WHAT IS BEING ASKED
Across the records that follow, give the number of lines containing the word "white" and nothing else.

[Source data]

* * * * * * * * *

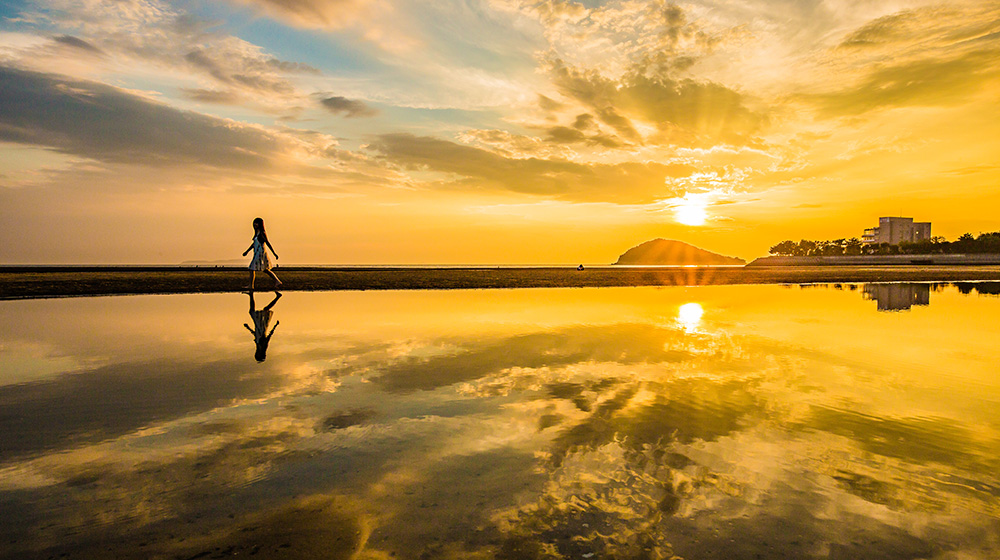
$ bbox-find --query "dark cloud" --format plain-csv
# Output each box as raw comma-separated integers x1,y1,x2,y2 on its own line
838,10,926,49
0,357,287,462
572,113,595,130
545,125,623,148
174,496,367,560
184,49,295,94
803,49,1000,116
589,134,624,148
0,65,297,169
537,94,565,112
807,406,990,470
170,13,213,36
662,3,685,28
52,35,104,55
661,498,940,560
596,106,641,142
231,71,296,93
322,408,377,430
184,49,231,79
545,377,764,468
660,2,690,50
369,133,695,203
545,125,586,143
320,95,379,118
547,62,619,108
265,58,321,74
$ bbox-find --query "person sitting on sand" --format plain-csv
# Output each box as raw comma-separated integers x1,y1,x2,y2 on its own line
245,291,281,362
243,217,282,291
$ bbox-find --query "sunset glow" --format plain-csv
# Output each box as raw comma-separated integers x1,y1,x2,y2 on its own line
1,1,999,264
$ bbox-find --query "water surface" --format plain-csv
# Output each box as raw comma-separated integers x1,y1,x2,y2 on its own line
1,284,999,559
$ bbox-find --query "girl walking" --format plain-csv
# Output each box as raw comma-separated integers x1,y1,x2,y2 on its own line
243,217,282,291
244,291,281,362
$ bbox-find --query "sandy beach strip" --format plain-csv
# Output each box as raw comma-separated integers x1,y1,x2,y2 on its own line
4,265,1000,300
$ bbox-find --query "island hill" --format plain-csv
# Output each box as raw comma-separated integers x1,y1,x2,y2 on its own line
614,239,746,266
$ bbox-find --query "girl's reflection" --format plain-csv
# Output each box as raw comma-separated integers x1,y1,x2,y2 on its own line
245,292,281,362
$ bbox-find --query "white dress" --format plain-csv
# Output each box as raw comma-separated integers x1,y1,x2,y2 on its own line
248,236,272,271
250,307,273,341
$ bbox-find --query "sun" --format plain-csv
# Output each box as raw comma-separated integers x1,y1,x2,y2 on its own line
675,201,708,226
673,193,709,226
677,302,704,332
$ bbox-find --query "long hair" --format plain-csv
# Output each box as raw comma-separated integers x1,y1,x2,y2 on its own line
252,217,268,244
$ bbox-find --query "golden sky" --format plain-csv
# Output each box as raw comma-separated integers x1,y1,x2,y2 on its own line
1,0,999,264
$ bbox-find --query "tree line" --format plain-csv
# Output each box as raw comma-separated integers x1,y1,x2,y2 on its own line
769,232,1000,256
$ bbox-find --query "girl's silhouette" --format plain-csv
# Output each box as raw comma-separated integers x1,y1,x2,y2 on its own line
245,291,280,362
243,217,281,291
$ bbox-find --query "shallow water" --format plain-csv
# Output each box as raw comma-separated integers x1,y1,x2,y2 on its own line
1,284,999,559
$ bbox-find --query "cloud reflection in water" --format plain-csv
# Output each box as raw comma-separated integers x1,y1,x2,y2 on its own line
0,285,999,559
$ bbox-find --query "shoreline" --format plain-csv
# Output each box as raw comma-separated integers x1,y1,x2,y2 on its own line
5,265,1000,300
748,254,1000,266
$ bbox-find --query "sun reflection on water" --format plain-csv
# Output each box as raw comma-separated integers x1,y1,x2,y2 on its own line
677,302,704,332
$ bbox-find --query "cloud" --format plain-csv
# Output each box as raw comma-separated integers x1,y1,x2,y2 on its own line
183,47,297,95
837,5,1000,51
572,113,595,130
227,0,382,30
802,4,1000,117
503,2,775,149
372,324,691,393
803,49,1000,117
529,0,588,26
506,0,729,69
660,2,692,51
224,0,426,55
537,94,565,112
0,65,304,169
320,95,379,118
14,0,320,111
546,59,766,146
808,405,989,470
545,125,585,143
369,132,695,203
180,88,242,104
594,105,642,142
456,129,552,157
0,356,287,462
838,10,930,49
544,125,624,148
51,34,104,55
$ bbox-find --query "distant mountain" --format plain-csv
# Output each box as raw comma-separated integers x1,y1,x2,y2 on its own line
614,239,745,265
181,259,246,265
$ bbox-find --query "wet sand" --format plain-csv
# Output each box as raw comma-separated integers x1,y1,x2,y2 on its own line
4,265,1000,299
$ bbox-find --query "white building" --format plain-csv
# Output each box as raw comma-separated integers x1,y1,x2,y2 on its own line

* * * * * * * * *

EXERCISE OUTPUT
2